- [Reading text]
────────

18 U.S.C. § 924(e)(2)(B). The first subsection of the violent felony definition is referred to as the elements clause and the second subsection is referred to as the enumerated clause. See United States v. Griffin, 946 F.3d 759, 760 (5th Cir. 2020). The residual clause, which is found in subsection (ii) and begins with the words "or otherwise involves...", was held to be void by the Supreme Court in Johnson v. United States. Id.

Brayboy has already challenged, without success, the validity of his predicate violent felony offenses in the § 2255 motion filed with the sentencing court. The only issue before this Court is whether his conviction for delivery of a controlled substance under Fla. Stat. § 893.13(a)(1) qualifies as a "serious drug offense" for purposes of the ACCA. He fails to explain why this claim could not have been raised in his § 2255 motion in the Southern District of Florida rather than in a subsequent § 2241 petition in the Southern District of Mississippi. As noted earlier, Brayboy previously conceded that this prior conviction for delivery of cocaine still qualified as an ACCA predicate offense. Doc. [9-1] at 4. In the instant § 2241 petition, Brayboy has changed his tune and now argues the drug conviction should not qualify as a serious drug offense. Brayboy does not clearly articulate what intervening change of law abrogates his prior concession.

Brayboy's invocation of the savings clause fails because he has not identified a retroactively applicable Supreme Court decision relevant to his claim. He cites to Johnson v. United States, 576 U.S. 591 (2015) and Descamps v. United States, 570 U.S. 254 (2013), both of which were addressed by the Eleventh Circuit when considering his § 2255 motion. Doc. [9-1] at 2-3. Neither of these Supreme Court decisions address the conditions under which a "serious drug offense" may be deemed a predicate ACCA offense. Rather, in Johnson the Supreme Court held that the residual clause of the ACCA is unconstitutionally vague. Johnson, 576 U.S. at 605-06. Brayboy does not challenge his predicate drug offense under the residual clause. See Tribue v. United States, 929 F.3d 1326, 1331-32 (11th Cir. 2019). In Descamps the Supreme Court addressed whether a prior violent felony conviction qualifies as a predicate offense under the enumerated clause of ACCA. Descamps, 570 U.S. at 257-58. Brayboy does not challenge his predicate drug offense under the enumerated clause for violent felonies. He merely challenges whether his predicate offense for delivery of cocaine qualifies as "serious drug offense" for purposes of ACCA. See United States v. White, 837 F.3d 1225, 1235 (11th Cir. 2016) ("[t]he Supreme Court had no occasion in Descamps ... to consider ... the proper interpretation or application of the ACCA's serious drug offense provision."); In re Rogers, 825 F.3d 1335, 1338 n.4 (11th Cir. 2016) (noting that the court "would not need to apply Descamps if the sentencing court relied upon three qualifying serious drug offenses to impose the ACCA enhancement.") Accordingly, the central holdings in Johnson and Descamps do not implicate his claim and, therefore, do not constitute retroactively applicable Supreme Court decisions to establish that he may have been convicted of a non-existent offense.

────────

- [Records supplied]
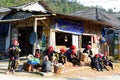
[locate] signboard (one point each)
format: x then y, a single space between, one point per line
71 27
32 38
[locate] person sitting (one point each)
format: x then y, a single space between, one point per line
96 62
13 51
69 51
62 57
46 65
88 51
107 62
71 55
50 52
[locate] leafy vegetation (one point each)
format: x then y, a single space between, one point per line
59 6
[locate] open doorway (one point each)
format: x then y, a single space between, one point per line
86 39
63 39
23 38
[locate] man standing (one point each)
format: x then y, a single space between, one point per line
13 51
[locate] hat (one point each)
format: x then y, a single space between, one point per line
37 55
62 50
89 46
96 55
73 47
46 58
105 53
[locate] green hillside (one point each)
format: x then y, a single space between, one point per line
59 6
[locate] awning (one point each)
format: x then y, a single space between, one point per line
68 26
4 23
4 27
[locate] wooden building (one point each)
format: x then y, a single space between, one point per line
36 23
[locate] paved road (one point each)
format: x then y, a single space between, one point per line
80 75
13 77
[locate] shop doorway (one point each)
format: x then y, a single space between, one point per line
23 38
63 39
86 39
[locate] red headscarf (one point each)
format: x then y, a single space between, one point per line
89 46
15 42
105 53
37 55
73 47
96 55
50 49
62 50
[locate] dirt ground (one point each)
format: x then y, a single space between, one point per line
73 72
88 72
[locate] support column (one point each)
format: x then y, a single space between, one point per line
35 30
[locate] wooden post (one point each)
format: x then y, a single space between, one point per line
35 30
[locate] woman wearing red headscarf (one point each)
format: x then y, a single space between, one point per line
62 57
88 51
69 52
49 52
13 51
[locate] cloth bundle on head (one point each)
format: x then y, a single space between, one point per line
37 55
74 51
89 46
105 53
46 58
62 50
96 55
73 47
50 49
100 55
15 42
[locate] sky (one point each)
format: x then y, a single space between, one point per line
106 4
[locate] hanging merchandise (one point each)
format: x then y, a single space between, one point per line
95 38
43 45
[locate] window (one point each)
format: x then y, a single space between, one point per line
63 39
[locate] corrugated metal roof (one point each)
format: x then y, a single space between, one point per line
5 10
102 16
37 6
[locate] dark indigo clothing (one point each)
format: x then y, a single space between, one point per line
14 56
50 55
14 52
97 63
62 58
89 52
46 66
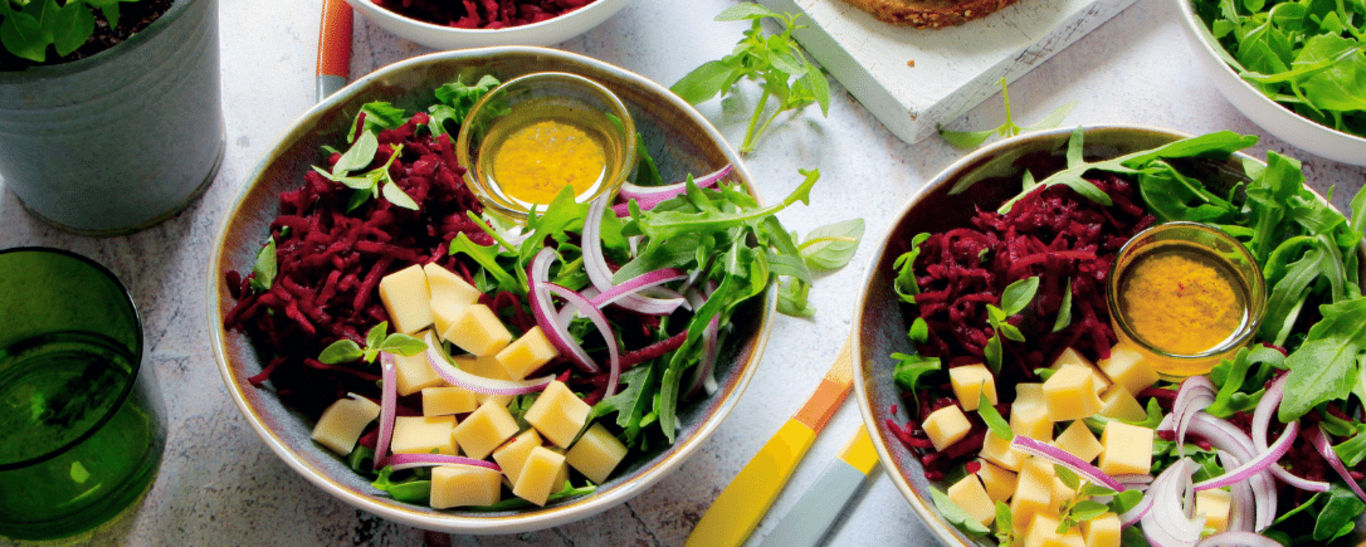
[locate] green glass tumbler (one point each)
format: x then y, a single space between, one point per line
84 421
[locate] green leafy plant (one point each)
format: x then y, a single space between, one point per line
776 60
1008 129
29 28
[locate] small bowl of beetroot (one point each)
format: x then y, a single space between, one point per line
458 25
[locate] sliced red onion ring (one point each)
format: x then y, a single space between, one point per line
388 406
409 461
1063 457
458 378
1320 442
604 328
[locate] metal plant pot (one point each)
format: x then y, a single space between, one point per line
122 140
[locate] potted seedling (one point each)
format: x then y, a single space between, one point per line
109 110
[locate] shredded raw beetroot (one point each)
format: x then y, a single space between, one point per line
481 14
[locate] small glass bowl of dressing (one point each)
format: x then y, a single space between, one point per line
1186 296
533 136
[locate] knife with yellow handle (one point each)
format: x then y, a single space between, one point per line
743 502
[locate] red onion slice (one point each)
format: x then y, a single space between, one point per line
1320 442
454 376
409 461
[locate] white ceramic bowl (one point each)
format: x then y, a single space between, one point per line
441 37
1273 118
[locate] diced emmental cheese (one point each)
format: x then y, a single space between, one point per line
970 382
596 454
462 486
407 298
558 413
343 421
484 430
945 427
478 331
1127 449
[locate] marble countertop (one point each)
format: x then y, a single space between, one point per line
219 483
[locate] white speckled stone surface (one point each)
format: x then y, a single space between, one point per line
220 486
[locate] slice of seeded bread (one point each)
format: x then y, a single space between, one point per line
929 14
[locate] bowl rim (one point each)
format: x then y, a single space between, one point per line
409 514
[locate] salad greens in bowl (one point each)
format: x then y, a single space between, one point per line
1006 410
654 311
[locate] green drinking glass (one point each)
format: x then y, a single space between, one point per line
84 421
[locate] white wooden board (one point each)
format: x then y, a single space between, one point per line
954 69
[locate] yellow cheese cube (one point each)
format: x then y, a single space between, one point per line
971 497
407 298
478 331
1033 491
422 435
1079 441
529 353
1103 531
440 401
461 486
1042 532
413 374
947 425
540 475
999 451
484 430
1126 367
999 482
596 454
558 413
343 421
1127 449
1032 421
1071 394
970 382
512 454
1215 505
1116 402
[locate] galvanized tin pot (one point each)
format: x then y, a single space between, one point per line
122 140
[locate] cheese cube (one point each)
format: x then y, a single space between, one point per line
422 435
1215 505
970 382
478 331
1042 532
512 454
999 482
1127 449
1116 402
343 421
947 425
459 486
413 374
1033 492
1103 531
1071 394
1079 441
407 298
484 430
538 476
1032 421
529 353
1126 367
596 454
558 413
971 497
440 401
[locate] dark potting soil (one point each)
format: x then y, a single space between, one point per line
133 18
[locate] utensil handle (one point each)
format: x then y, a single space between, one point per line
745 501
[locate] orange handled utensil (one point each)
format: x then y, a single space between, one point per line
745 501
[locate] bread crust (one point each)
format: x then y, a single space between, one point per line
929 14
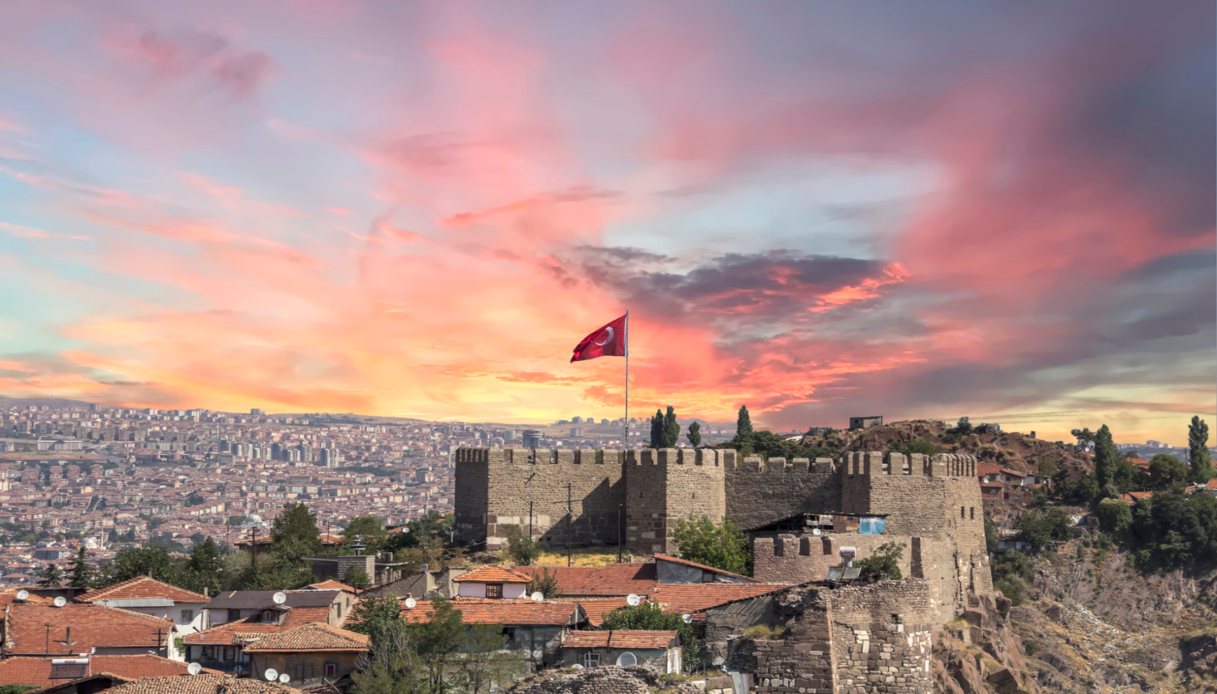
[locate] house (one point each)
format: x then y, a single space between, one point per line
492 582
76 628
87 673
309 654
533 628
660 650
151 597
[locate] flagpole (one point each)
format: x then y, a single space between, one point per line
627 379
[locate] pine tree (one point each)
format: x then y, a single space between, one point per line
80 574
694 435
50 577
671 429
1198 451
744 424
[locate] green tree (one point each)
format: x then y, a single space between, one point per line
80 572
882 565
650 616
368 529
722 546
744 423
1115 516
694 434
1198 451
51 576
671 429
657 430
1167 473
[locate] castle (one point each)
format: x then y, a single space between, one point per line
927 504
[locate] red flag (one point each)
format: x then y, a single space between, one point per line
606 341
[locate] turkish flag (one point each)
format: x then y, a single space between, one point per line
605 341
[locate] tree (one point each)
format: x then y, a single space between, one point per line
671 429
694 435
368 529
882 565
1167 473
722 546
80 574
657 430
650 616
742 423
1198 451
50 577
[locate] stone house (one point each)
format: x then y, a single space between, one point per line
659 650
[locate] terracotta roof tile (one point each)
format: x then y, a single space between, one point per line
310 637
621 638
37 671
141 587
91 626
511 613
493 575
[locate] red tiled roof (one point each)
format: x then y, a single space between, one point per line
91 626
615 580
511 613
493 575
310 638
37 671
621 638
141 587
702 566
691 598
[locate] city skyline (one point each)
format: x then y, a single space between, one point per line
985 210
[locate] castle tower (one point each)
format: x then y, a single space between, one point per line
667 485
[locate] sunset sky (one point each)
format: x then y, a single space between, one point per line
918 210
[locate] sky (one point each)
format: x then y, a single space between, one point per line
986 208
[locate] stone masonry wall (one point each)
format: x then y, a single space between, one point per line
766 491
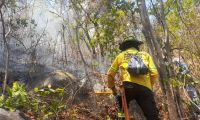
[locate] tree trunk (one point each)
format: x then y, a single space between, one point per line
155 46
7 52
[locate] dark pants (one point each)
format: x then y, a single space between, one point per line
144 98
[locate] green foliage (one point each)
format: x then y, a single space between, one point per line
17 97
48 102
44 103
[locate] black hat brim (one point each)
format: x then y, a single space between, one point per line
129 43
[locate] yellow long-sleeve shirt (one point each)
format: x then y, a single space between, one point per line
121 63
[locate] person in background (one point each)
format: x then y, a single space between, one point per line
138 87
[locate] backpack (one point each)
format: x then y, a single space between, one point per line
136 65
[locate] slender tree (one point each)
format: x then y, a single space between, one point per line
154 45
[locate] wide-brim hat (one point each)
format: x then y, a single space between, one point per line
129 42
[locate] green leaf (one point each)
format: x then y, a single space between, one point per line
36 89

────────

- [What you should do] Could you continue the passage above on Brayboy's § 2241 petition, starting right after its last sentence?

- [Expected answer]
Petitioner also cites to the Eleventh Circuit's decision in Gordon v. United States Attorney General, 861 F.3d 1314 (11th Cir. 2017), and argues that an offense under Fla. Stat. § 893.13(1)(a) does not qualify as a serious drug offense because the statute is overbroad and covers a greater swath of conduct than criminalized under ACCA. Brayboy's reliance on Gordon is misplaced because the case is easily distinguishable. In Gordon, the Eleventh Circuit held that the "sale" and "delivery" of controlled substances under Fla. Stat. § 893.13(1)(a) are separate offenses with separate definitions. 861 F.3d at 1318-19. Thus, the court held that a conviction for delivery of a controlled substance does not qualify as an "aggravated felony" for purposes of the Immigration and Nationality Act (INA) 8 U.S.C. § 1101(a)(43)(B). Id. In the instant case, we are not concerned with defining aggravated felonies under the INA. Rather, at issue is whether delivery of a controlled substance qualifies as a "serious drug offense" for purposes of the ACCA, an entirely separate inquiry from that in Gordon.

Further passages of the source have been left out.